EXCERPTED DATA.
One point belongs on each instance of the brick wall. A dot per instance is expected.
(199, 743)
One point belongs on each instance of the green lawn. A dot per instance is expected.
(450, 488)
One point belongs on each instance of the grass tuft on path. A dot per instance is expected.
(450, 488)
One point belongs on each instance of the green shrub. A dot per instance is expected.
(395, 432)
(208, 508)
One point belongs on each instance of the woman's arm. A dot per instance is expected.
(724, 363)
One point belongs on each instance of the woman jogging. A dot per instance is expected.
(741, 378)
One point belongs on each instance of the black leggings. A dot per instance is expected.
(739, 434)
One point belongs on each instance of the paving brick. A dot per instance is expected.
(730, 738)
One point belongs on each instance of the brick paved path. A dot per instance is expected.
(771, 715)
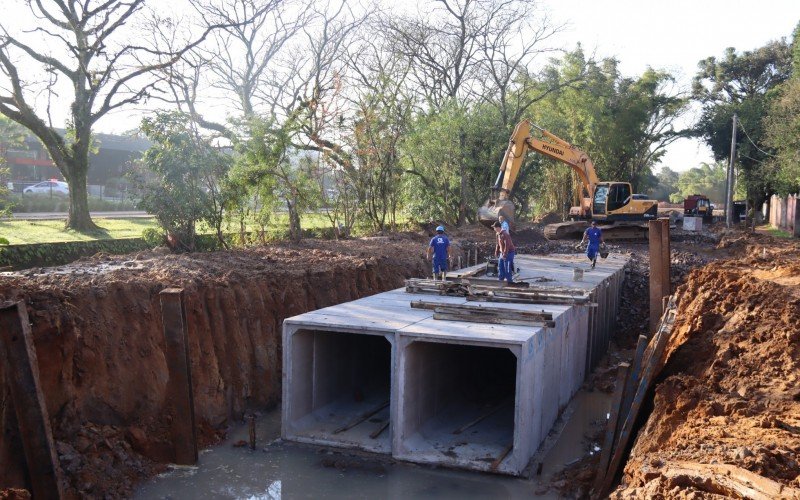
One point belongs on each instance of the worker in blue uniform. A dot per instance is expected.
(594, 235)
(439, 249)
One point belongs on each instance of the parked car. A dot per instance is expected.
(57, 188)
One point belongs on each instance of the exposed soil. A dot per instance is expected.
(97, 330)
(726, 393)
(730, 395)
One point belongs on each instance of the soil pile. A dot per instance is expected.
(726, 414)
(98, 335)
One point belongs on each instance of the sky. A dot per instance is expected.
(671, 35)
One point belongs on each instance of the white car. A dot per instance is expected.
(58, 188)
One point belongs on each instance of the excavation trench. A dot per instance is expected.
(98, 336)
(97, 331)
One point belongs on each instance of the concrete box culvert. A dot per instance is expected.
(461, 394)
(343, 390)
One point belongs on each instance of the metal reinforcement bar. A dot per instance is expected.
(482, 314)
(179, 387)
(21, 369)
(652, 363)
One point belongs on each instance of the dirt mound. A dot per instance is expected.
(98, 336)
(731, 390)
(548, 218)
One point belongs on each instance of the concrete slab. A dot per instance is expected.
(460, 393)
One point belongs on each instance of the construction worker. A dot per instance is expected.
(595, 237)
(504, 223)
(504, 251)
(439, 249)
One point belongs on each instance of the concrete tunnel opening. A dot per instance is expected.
(341, 389)
(458, 403)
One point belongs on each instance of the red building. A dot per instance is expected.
(112, 160)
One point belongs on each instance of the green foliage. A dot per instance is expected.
(442, 148)
(782, 130)
(265, 177)
(12, 135)
(742, 84)
(383, 118)
(623, 124)
(667, 184)
(154, 237)
(183, 181)
(705, 179)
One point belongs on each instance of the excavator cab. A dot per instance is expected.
(610, 196)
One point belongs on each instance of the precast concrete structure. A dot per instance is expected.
(378, 375)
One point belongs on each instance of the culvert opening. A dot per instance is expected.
(458, 403)
(340, 389)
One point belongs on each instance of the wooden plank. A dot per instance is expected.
(180, 396)
(656, 270)
(492, 320)
(546, 291)
(650, 370)
(377, 432)
(21, 370)
(470, 308)
(364, 416)
(611, 427)
(494, 282)
(520, 300)
(633, 380)
(483, 416)
(502, 456)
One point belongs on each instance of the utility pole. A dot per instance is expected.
(731, 179)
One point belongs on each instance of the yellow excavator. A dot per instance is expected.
(612, 204)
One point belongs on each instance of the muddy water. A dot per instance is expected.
(286, 470)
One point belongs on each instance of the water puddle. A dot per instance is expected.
(278, 469)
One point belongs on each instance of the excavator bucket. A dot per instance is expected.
(488, 213)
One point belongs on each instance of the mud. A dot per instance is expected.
(730, 392)
(727, 391)
(97, 331)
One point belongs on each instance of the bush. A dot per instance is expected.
(153, 237)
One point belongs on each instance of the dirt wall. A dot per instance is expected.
(726, 413)
(100, 346)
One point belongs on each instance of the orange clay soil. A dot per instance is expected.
(725, 417)
(97, 331)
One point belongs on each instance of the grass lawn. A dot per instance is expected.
(49, 231)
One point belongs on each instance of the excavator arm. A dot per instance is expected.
(549, 145)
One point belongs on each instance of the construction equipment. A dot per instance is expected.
(613, 203)
(698, 205)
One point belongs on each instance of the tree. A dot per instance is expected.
(446, 151)
(183, 184)
(86, 45)
(782, 128)
(624, 124)
(706, 179)
(667, 184)
(12, 135)
(742, 84)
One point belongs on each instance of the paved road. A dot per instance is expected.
(63, 215)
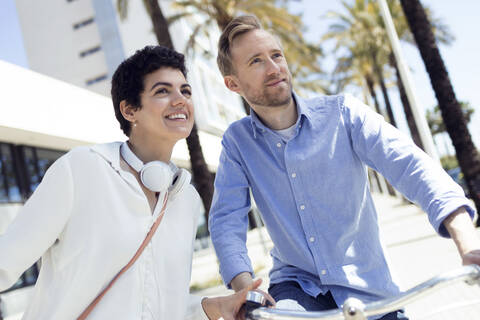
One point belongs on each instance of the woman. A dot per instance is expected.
(96, 205)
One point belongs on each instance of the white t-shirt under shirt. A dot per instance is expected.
(288, 133)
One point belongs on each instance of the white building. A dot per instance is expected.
(72, 48)
(81, 42)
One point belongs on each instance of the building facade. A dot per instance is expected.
(72, 48)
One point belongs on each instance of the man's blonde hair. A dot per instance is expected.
(236, 27)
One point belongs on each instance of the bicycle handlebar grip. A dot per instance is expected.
(254, 301)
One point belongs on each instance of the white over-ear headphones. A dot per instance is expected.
(157, 176)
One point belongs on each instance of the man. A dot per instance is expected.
(305, 164)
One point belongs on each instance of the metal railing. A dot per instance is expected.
(354, 309)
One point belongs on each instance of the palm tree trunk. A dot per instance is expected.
(455, 123)
(373, 94)
(386, 98)
(202, 177)
(406, 105)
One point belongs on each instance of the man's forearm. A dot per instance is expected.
(241, 280)
(461, 229)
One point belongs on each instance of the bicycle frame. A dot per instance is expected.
(354, 309)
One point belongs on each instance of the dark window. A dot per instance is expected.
(9, 179)
(21, 170)
(90, 51)
(83, 23)
(97, 79)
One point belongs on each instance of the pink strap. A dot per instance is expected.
(145, 242)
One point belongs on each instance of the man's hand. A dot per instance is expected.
(228, 307)
(460, 228)
(472, 257)
(243, 280)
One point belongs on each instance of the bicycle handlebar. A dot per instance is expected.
(354, 309)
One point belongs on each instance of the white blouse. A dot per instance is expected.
(86, 220)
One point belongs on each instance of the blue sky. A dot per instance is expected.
(461, 58)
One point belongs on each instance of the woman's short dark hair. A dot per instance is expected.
(127, 81)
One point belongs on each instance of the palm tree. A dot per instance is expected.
(455, 123)
(363, 26)
(202, 177)
(302, 56)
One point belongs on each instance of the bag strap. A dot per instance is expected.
(145, 242)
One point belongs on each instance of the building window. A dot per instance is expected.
(21, 170)
(97, 79)
(9, 179)
(83, 23)
(90, 51)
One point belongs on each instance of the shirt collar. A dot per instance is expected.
(111, 153)
(302, 110)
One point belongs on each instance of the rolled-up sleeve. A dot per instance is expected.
(228, 219)
(38, 223)
(390, 152)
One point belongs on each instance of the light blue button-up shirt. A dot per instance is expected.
(313, 194)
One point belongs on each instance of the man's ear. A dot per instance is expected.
(128, 112)
(232, 84)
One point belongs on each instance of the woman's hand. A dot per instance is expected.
(228, 307)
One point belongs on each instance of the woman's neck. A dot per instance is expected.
(150, 149)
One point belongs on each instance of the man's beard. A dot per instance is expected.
(270, 99)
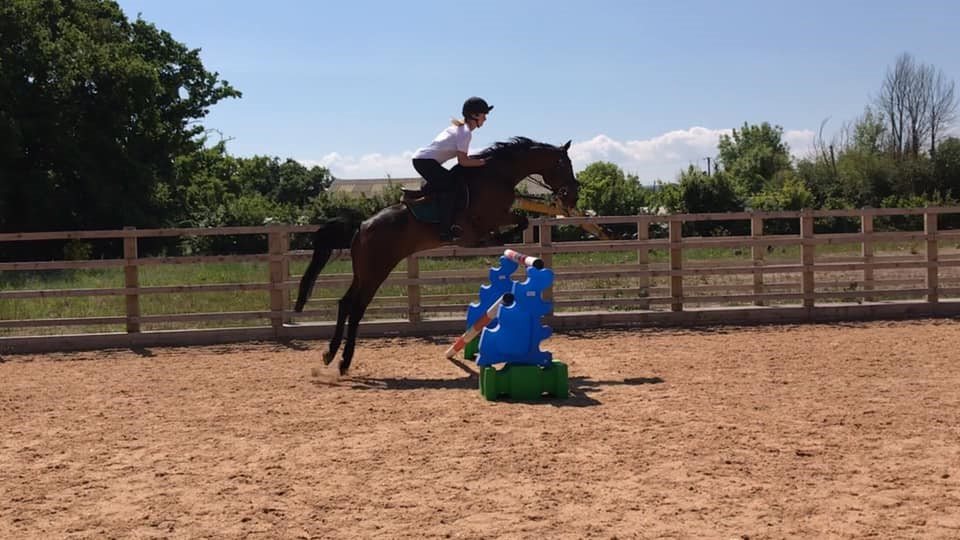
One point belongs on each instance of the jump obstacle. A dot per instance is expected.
(507, 319)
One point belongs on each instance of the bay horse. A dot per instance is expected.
(394, 233)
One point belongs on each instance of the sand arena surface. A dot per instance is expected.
(841, 431)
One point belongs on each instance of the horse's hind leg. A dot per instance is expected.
(343, 309)
(361, 301)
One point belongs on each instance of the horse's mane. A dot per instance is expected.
(509, 149)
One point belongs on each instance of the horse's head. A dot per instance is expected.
(557, 172)
(522, 157)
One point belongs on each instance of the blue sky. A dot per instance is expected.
(357, 86)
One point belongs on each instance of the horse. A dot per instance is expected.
(394, 233)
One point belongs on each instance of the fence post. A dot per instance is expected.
(933, 270)
(866, 252)
(807, 254)
(546, 241)
(413, 289)
(278, 244)
(643, 260)
(756, 252)
(131, 280)
(676, 264)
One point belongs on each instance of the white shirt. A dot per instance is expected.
(446, 145)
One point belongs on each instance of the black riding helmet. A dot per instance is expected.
(474, 106)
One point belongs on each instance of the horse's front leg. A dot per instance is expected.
(519, 224)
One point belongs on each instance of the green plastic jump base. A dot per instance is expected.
(525, 382)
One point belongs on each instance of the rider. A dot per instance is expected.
(453, 142)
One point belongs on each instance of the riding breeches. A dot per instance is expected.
(437, 176)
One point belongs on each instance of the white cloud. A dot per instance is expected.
(661, 157)
(366, 166)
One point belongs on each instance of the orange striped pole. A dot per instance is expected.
(491, 314)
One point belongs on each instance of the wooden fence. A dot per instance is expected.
(667, 278)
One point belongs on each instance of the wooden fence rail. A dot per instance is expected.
(664, 283)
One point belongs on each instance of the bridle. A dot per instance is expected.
(562, 191)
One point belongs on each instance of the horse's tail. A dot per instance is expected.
(335, 233)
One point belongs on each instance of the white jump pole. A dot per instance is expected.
(491, 314)
(525, 260)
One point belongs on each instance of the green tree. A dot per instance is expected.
(94, 111)
(752, 155)
(606, 190)
(788, 192)
(946, 166)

EXERCISE DETAILS. Copy out, unchanged, the lines above, starting at the line containing "One point belongs on each instance of the horse's tail." and ending at the final line of the items, both ends included.

SOLUTION FOR THIS PROBLEM.
One point belongs on each instance of the horse's tail. A dot per instance is expected.
(335, 233)
One point belongs on each instance of the white jump pole. A dot per instance is expected.
(491, 314)
(525, 260)
One point belongs on each instance of the green tree. A dot per instance is expected.
(94, 111)
(752, 155)
(606, 190)
(788, 192)
(946, 166)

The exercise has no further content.